:: Supplied passage ::

Fact. It is Parliament which, if it calls a referendum, will also decide the question; and the only viable question, assuming that the Prime Minister succeeds in negotiating a draft treaty, is to put that draft to the people. I suggest it is sent to every household, as was done with the Good Friday Agreement in the 1998 referendum in Northern Ireland – and for the people to judge, on a case made factually and fairly by both sides, whether they think her treaty is preferable to the benefits we currently gain from membership of the European Union.

The second follow-on point is about timing. The same people in the Number 10 shadows say we have ‘run out of time’ to hold a referendum. This too is incorrect. It is true that it may now be difficult to legislate for, and hold, a referendum before next March. But Lord Kerr, who drafted and negotiated article 50, and other European leaders privately, have made clear that any request by the UK Government to extend the article 50 timeframe for the bona fide purpose of holding a referendum – as opposed to an extension for further adventures in Wonderland – would almost certainly be granted.

:::

* [Short exercise a]: Tally the lines in the records below that contain the string "leaf". Reply with the number only.

:: Input material ::

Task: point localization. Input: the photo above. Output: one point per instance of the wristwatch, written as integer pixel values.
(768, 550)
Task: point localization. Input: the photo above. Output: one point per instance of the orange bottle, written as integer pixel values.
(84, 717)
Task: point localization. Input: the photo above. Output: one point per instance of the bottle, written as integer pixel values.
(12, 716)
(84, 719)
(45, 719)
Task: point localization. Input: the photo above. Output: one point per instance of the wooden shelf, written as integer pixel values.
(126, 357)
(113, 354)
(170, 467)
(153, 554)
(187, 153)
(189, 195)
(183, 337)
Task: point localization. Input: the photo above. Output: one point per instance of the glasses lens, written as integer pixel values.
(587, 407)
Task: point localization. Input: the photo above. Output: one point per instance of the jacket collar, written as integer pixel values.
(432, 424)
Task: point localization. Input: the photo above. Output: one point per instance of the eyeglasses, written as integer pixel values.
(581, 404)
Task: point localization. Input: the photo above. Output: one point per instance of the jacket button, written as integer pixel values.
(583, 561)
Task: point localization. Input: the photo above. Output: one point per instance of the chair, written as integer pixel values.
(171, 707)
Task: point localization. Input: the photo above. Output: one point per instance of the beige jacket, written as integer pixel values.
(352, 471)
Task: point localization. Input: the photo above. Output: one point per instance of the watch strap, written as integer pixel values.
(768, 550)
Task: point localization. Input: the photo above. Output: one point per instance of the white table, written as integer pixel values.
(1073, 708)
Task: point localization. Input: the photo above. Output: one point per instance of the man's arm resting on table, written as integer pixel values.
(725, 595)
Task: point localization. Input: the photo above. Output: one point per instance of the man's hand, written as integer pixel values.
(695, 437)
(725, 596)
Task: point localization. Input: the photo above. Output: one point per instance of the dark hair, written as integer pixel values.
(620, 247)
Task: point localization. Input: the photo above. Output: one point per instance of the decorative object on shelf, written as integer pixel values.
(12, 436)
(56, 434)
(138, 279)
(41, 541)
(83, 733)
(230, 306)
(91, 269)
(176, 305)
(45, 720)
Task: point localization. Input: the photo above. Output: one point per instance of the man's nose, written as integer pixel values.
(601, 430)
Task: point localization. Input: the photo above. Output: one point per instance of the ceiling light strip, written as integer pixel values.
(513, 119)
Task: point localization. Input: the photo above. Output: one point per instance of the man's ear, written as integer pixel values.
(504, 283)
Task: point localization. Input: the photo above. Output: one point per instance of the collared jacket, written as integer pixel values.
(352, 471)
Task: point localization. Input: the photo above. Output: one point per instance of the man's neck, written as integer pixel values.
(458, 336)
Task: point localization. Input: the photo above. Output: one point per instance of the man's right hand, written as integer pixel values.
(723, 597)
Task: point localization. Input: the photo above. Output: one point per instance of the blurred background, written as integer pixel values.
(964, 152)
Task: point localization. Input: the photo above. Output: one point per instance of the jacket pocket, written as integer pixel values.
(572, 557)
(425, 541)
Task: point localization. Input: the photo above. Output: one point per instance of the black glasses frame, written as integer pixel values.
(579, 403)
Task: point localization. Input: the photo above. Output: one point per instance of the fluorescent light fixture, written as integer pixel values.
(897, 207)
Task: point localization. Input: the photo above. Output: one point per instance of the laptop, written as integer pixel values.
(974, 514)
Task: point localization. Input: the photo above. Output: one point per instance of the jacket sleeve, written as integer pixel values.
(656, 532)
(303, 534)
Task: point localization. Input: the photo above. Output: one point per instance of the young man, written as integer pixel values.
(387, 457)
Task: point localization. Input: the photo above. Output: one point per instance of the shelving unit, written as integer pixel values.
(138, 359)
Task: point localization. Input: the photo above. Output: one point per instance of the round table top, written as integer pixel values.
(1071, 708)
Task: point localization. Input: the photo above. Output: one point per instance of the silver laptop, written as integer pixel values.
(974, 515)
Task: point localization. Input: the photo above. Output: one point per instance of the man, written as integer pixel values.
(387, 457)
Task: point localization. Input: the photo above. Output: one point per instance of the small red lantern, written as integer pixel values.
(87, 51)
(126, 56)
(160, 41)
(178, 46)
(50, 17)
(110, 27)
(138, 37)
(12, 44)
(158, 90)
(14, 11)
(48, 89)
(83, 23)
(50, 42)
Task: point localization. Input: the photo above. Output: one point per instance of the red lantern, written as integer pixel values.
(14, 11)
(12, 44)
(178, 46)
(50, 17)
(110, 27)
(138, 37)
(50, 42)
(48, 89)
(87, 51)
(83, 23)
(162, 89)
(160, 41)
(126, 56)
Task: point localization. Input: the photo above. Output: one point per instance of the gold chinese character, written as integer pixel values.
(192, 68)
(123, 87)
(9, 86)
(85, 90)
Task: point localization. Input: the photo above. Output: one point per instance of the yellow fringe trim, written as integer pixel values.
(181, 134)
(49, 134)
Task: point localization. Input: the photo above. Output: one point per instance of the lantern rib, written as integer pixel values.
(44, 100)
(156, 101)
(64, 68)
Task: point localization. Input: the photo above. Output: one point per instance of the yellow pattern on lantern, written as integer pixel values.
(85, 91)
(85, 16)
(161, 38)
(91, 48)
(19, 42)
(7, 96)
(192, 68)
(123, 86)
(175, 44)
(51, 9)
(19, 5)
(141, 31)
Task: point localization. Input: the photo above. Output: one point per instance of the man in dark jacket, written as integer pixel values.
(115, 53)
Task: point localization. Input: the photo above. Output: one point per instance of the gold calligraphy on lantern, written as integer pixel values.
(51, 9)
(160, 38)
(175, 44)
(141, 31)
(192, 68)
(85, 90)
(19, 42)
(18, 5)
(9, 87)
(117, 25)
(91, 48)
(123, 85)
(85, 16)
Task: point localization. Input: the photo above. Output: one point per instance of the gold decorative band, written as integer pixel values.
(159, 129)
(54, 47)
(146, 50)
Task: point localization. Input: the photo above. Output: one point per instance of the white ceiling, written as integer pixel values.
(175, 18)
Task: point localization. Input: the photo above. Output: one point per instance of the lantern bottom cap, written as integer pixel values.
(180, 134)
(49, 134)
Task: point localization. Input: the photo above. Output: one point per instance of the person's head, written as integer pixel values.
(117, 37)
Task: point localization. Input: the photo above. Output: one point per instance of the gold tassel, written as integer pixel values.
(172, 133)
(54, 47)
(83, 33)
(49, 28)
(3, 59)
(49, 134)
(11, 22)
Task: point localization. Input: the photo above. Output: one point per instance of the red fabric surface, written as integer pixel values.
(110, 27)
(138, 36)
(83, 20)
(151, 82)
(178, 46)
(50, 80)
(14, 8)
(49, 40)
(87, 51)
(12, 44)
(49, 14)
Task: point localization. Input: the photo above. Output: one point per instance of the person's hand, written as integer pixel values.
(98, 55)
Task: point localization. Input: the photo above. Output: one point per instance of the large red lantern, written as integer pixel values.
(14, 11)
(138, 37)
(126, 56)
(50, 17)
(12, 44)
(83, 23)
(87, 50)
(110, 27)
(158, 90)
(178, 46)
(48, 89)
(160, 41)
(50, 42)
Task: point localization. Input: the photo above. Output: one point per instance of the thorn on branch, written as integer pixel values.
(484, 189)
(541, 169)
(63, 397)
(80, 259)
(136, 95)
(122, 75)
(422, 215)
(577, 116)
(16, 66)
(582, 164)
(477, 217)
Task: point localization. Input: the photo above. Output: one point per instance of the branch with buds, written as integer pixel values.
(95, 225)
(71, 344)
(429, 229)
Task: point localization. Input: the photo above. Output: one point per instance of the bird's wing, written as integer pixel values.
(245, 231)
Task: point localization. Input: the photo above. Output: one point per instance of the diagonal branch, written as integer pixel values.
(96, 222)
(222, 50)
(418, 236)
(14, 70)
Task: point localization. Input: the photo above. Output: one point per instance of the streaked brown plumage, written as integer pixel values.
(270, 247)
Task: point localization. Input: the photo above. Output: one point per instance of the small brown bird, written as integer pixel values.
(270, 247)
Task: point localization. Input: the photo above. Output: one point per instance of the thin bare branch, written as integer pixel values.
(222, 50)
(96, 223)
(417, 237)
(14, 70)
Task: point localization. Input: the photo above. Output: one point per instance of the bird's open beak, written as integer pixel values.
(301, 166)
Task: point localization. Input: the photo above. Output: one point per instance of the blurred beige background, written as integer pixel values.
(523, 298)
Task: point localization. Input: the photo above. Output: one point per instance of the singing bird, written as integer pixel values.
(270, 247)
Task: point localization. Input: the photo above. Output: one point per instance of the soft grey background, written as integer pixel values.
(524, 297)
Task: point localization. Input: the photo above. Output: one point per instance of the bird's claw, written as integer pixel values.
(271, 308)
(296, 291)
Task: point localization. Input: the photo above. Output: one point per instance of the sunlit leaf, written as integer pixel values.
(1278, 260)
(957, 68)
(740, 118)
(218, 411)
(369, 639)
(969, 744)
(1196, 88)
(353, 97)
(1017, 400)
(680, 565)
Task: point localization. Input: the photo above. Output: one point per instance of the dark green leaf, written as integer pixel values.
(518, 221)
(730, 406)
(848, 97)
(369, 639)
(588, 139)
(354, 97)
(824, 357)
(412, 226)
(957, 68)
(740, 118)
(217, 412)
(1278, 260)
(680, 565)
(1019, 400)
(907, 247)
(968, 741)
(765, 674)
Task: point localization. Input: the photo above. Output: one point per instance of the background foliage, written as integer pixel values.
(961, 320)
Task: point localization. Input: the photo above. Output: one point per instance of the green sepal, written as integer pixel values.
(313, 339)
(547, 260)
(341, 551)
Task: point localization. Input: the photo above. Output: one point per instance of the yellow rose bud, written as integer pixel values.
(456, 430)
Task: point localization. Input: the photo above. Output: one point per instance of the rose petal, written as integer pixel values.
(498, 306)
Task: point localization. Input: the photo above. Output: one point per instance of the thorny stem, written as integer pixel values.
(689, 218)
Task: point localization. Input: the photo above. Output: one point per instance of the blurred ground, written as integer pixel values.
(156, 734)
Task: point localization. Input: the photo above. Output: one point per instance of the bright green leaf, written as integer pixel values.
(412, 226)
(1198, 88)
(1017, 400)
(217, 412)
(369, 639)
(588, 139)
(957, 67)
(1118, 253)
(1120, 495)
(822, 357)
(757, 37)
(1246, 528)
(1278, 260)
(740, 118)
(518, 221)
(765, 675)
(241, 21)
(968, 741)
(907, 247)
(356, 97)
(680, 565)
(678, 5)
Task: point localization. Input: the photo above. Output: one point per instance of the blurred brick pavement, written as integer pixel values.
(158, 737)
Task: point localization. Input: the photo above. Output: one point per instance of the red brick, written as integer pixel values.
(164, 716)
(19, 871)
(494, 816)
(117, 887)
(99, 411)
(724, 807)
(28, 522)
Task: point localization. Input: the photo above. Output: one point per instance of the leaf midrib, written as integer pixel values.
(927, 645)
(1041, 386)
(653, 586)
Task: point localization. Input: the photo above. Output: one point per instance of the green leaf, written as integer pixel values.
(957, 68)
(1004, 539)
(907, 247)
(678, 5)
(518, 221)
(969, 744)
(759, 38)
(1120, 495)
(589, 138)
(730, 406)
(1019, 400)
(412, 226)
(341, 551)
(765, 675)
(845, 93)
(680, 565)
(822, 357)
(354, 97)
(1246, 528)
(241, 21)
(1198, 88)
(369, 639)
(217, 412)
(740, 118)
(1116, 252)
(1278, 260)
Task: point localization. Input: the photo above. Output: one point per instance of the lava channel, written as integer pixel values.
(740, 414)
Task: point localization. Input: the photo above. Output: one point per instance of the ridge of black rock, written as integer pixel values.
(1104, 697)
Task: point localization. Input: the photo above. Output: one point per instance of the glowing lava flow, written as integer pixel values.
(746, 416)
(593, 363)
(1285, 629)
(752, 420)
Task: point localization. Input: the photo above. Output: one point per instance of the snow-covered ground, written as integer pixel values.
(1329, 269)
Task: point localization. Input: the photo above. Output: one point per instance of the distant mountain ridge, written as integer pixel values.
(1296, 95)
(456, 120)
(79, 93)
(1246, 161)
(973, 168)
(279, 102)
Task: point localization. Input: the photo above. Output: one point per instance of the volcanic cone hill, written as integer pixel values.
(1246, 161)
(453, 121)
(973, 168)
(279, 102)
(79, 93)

:::

* [Short exercise b]: In the referendum passage, who drafted and negotiated article 50?

* [Final answer a]: 5

* [Final answer b]: Lord Kerr